*Task*. Take the line with "In this picture, where can the flag" and every line after it, through the end of the listing, and give them again exactly, pictures excluded.
====== Given records
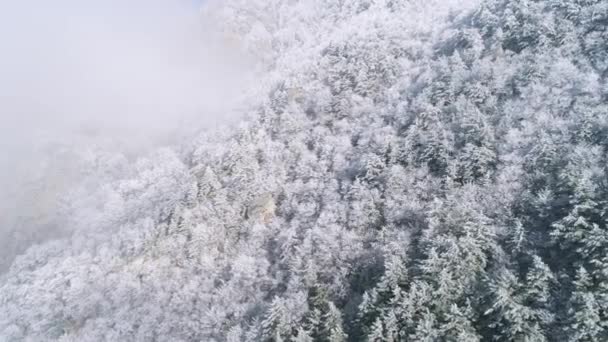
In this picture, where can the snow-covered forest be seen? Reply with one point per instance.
(401, 170)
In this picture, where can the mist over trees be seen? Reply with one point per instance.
(415, 171)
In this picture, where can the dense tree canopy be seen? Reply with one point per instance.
(437, 172)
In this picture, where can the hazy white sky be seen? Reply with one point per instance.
(108, 67)
(126, 73)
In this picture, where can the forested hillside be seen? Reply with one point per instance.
(415, 171)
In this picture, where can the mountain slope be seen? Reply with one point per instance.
(427, 171)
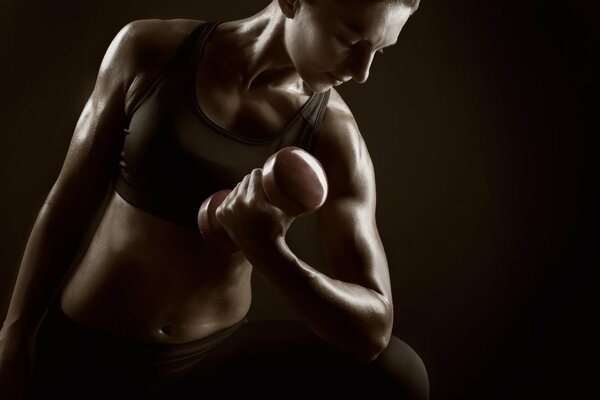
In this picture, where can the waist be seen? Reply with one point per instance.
(147, 279)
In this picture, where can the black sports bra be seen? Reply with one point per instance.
(174, 156)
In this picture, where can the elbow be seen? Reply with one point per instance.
(377, 337)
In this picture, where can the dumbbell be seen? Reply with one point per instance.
(293, 180)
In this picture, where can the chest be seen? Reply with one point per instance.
(257, 113)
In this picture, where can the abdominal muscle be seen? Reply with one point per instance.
(148, 279)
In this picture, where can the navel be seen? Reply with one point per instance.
(166, 329)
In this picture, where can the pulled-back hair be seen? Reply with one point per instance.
(412, 4)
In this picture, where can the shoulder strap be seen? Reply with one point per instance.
(181, 50)
(314, 116)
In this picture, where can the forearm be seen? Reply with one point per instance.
(50, 250)
(355, 319)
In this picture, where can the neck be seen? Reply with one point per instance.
(255, 50)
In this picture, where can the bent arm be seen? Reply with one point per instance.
(351, 308)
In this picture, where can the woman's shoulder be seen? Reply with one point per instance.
(144, 47)
(150, 41)
(340, 141)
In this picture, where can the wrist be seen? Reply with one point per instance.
(271, 255)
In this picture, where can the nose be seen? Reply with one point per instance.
(360, 64)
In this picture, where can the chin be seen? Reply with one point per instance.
(318, 87)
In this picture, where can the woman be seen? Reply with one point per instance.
(181, 109)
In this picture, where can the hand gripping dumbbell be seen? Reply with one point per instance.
(293, 180)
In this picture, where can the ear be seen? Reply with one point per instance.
(288, 7)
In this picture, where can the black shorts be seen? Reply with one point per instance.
(273, 359)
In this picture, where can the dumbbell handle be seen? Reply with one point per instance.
(293, 180)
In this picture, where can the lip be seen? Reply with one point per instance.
(336, 80)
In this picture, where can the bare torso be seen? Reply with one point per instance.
(149, 279)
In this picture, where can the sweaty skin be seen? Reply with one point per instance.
(149, 279)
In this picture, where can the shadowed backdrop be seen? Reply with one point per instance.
(479, 125)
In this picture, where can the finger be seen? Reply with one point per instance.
(243, 186)
(255, 189)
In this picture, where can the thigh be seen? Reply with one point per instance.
(283, 359)
(71, 362)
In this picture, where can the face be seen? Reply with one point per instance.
(330, 43)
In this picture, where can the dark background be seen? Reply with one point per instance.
(479, 123)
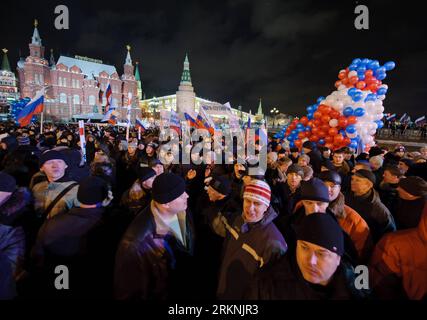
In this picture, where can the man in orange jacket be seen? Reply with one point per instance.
(398, 267)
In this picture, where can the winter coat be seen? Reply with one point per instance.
(247, 248)
(283, 280)
(12, 246)
(374, 212)
(151, 265)
(398, 265)
(315, 161)
(286, 199)
(408, 213)
(354, 225)
(65, 234)
(389, 196)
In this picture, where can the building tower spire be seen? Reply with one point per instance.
(5, 63)
(186, 77)
(36, 36)
(128, 58)
(138, 80)
(52, 62)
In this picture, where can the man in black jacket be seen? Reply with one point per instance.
(310, 149)
(154, 258)
(314, 271)
(75, 239)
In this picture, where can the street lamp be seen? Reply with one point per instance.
(274, 112)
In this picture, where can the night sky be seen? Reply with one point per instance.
(287, 52)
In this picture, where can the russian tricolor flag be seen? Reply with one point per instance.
(33, 107)
(108, 93)
(191, 120)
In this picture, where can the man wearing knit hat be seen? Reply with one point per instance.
(388, 187)
(365, 200)
(251, 241)
(348, 219)
(57, 194)
(310, 149)
(413, 199)
(314, 198)
(158, 246)
(289, 192)
(209, 243)
(314, 271)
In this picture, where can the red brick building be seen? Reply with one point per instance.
(73, 84)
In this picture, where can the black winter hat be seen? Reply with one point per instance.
(375, 151)
(92, 190)
(415, 186)
(407, 161)
(322, 230)
(309, 145)
(167, 187)
(314, 190)
(51, 155)
(221, 184)
(294, 168)
(145, 173)
(331, 176)
(367, 174)
(7, 182)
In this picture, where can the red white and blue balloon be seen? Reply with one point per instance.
(350, 115)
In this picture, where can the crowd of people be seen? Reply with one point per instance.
(129, 225)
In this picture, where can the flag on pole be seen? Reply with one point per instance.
(202, 124)
(174, 122)
(402, 118)
(139, 124)
(391, 117)
(206, 116)
(108, 97)
(420, 120)
(33, 107)
(192, 122)
(82, 139)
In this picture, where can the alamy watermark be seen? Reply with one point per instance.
(201, 146)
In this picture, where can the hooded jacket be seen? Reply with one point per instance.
(354, 225)
(150, 265)
(398, 266)
(247, 248)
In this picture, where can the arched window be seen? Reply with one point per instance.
(63, 98)
(92, 100)
(76, 99)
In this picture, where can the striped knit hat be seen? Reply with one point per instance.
(258, 190)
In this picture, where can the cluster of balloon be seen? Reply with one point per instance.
(350, 115)
(16, 107)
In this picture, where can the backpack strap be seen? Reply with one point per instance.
(58, 197)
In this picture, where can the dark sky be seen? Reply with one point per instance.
(287, 52)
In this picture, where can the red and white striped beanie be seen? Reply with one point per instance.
(258, 190)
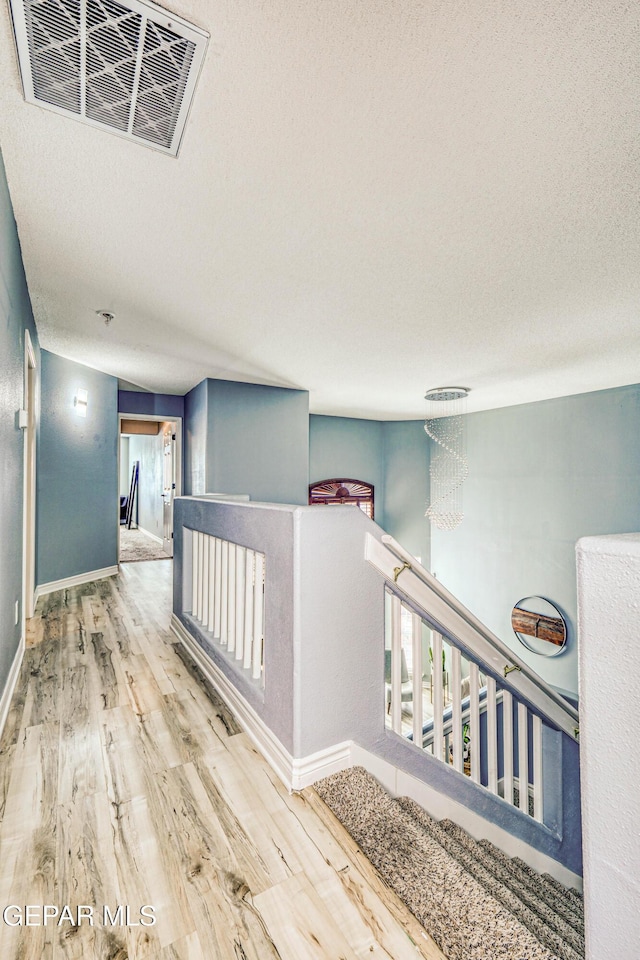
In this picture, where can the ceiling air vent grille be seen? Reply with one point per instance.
(130, 69)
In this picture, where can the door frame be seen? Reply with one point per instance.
(178, 453)
(29, 484)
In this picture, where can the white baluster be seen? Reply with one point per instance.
(537, 769)
(416, 637)
(212, 581)
(241, 566)
(231, 601)
(248, 608)
(474, 721)
(224, 590)
(492, 736)
(438, 697)
(258, 618)
(507, 739)
(456, 709)
(396, 664)
(523, 758)
(205, 579)
(217, 589)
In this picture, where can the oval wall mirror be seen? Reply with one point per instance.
(539, 626)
============
*Solution to this problem*.
In this picture, where can the flag on pole be seen? Reply with one point per instance.
(202, 124)
(174, 122)
(402, 118)
(139, 124)
(391, 117)
(206, 116)
(108, 97)
(420, 120)
(33, 107)
(192, 122)
(82, 139)
In this picture, where can the alamy watermark be seen? Reply with one point per instance.
(201, 146)
In this picture, where can the hooded jacket be seen? Reply with one point per instance.
(354, 225)
(150, 265)
(398, 266)
(247, 248)
In this picture, where can the arched window be seen? Reply with one point per instance.
(63, 98)
(92, 100)
(76, 99)
In this picture, where can the striped knit hat be seen? Reply with one point per instance.
(258, 190)
In this picture, where can the cluster of balloon be seen? Reply with one point per instance.
(350, 115)
(16, 107)
In this picture, where can the backpack strap be seen? Reply with one point per instance.
(58, 197)
In this picture, where can the dark sky be seen? Reply with one point per instance.
(287, 52)
In this picture, where can the red and white striped beanie be seen? Reply with one point per instance.
(258, 190)
In this picture, where can the ceiling air vent grille be seen? Reply with one point per instance.
(130, 69)
In this picture, where can the door frame be seen? Reply with one point per instance.
(178, 453)
(29, 484)
In this picture, where can the white baluster be seen? Reply with one point per instance.
(537, 769)
(416, 637)
(212, 581)
(241, 566)
(231, 601)
(248, 608)
(474, 721)
(224, 590)
(492, 736)
(438, 697)
(258, 618)
(507, 739)
(456, 709)
(396, 664)
(523, 758)
(205, 579)
(217, 589)
In this picture, where can the oval wall mirror be seen? Reply with one point per instance.
(539, 626)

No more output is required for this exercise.